# Home



## Arietans (Jul 20, 2006)

These are pics of my old work place.







This boy was a resident in my "back yard"







My "backyard"


----------



## Crono (Jul 20, 2006)

Amazing
S.A. is on my list of places to visit in my lifetime.


----------



## kraken (Jul 20, 2006)

I wish that was my backyard...


----------



## Sheri (Jul 20, 2006)

Thanks for sharing - what an incredible area to live in. Would love to see it one day.


----------



## Arietans (Jul 21, 2006)

Every person gets a handful of things he/she will treasure for the rest of their lives. That's one of mine.


----------



## What (Jul 21, 2006)

Arietans, i hate you. i would gladly sell my soul to live there...:wall:


----------



## Arietans (Jul 21, 2006)

I have many great memories from there. From tragic to really awesome.

I miss Leopard rocks the most though. 

The hardest animal to find in the bush are Leopards. In 15 years I've only seen four, and photographed one. The biggest male I've ever seen I saw at Leopard rocks. I used a kill to lure him out.

______

*Given request A*. Can you sum up the forum thread in two sentences?
*Given request B*. Could you echo the part of the forum thread that opens with the words containing "## What (Jul" and closes with "to really awesome."?

______

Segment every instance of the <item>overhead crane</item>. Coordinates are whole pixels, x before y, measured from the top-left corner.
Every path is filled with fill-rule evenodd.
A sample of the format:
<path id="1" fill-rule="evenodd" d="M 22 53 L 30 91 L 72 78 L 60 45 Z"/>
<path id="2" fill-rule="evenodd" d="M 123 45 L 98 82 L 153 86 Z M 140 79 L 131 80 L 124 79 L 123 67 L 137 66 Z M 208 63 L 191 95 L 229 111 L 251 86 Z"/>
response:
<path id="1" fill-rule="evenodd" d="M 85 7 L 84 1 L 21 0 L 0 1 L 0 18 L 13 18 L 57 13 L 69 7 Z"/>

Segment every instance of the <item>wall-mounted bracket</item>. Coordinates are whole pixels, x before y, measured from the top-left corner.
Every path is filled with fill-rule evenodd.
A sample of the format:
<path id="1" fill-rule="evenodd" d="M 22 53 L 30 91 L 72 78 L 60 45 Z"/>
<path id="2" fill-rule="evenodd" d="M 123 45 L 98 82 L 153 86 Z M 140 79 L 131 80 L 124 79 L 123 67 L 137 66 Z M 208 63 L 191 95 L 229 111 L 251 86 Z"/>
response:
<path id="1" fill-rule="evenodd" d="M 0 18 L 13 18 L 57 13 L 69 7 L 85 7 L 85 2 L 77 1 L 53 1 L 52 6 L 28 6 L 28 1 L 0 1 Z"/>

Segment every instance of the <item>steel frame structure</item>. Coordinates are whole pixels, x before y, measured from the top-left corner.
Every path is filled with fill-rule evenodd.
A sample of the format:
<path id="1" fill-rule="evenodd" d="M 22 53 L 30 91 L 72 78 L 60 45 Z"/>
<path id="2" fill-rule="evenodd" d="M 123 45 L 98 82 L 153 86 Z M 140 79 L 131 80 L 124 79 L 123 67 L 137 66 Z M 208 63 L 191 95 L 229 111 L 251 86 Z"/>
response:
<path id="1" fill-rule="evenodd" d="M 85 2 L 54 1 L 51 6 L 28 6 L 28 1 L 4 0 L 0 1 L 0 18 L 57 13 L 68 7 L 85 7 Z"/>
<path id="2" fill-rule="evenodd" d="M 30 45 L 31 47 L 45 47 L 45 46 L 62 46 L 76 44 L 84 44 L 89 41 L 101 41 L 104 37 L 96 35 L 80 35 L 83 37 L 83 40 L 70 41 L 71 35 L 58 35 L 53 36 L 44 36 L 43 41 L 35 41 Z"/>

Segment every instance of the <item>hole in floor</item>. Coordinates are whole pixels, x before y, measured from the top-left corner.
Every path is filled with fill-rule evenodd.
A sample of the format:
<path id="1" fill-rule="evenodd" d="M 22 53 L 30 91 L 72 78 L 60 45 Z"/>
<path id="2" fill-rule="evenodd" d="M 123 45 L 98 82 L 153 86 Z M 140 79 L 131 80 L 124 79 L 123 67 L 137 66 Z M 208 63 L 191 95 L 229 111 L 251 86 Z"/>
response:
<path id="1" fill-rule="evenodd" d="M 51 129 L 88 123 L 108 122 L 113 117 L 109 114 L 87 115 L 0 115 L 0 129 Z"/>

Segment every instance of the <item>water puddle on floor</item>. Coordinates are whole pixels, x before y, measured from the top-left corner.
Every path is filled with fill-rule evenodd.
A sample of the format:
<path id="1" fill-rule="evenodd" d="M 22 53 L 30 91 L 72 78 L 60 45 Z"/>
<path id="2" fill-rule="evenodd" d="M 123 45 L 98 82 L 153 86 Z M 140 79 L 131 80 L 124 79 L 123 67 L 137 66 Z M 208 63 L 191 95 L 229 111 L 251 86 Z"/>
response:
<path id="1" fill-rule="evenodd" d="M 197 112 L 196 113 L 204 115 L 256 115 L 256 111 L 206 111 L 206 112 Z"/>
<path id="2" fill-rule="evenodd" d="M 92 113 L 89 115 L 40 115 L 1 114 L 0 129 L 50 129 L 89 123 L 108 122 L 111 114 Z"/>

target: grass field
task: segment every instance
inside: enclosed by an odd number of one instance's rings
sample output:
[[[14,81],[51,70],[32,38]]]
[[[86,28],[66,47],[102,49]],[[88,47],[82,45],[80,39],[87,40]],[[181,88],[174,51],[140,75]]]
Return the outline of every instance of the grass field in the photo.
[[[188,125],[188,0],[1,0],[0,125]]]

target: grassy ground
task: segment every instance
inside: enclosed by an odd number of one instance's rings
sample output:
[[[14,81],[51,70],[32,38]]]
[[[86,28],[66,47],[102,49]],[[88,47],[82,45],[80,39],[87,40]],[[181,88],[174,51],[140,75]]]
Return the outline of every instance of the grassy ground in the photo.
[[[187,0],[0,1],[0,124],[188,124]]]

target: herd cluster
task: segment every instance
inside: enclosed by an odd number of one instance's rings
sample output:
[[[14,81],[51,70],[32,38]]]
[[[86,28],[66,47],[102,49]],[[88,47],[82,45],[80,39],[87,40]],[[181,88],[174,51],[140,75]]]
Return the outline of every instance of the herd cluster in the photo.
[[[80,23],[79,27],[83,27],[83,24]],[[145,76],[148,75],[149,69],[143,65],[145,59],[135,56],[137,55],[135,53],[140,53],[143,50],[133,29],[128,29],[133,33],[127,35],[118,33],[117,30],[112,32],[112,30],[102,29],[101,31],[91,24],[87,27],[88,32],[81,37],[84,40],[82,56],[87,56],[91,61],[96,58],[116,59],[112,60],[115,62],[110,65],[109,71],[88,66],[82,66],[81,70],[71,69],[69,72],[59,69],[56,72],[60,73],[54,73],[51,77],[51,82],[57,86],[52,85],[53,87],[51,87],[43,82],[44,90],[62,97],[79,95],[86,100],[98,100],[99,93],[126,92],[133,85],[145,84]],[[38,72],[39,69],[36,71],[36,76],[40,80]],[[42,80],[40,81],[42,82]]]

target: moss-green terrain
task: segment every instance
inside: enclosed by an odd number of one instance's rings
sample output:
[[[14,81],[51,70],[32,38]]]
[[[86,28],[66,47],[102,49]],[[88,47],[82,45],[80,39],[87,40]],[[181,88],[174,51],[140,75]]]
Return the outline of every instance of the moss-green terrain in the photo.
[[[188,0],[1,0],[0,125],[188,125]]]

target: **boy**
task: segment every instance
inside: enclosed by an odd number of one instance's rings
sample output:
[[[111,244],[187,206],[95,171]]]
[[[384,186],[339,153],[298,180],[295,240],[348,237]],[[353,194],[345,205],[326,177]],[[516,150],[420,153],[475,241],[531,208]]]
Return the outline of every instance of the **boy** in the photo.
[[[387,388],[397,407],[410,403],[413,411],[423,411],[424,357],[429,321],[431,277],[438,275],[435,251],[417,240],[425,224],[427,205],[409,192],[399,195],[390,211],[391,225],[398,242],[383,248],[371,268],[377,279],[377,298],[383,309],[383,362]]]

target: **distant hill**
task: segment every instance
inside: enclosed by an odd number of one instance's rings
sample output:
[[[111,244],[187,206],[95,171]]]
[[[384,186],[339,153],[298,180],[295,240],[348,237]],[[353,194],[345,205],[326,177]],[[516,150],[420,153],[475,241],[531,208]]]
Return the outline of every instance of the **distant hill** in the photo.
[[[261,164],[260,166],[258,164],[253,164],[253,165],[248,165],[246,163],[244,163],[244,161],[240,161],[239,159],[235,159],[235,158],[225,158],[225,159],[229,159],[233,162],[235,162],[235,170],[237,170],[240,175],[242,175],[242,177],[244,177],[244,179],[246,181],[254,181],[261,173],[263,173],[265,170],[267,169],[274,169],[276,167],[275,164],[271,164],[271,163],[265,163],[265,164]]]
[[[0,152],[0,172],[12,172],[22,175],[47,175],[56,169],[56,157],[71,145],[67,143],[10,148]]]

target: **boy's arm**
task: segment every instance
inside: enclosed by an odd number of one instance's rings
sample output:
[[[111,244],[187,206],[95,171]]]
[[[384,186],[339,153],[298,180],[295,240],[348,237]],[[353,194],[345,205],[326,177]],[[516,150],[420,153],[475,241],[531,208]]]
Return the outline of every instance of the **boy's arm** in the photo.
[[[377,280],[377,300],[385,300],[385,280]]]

______

*Finished answer A*. Arietans shares pictures of an old workplace and its "backyard," and other posters respond with admiration and envy, with Crono listing S.A. as a place to visit in a lifetime. Arietans calls the place a lifelong treasure with memories ranging from tragic to really awesome, misses Leopard rocks the most, and notes that leopards are the hardest bush animal to find: only four seen in 15 years, one photographed, and the biggest male lured out with a kill at Leopard rocks.

*Finished answer B*.
## What (Jul 21, 2006)

Arietans, i hate you. i would gladly sell my soul to live there...:wall:


----------



## Arietans (Jul 21, 2006)

I have many great memories from there. From tragic to really awesome.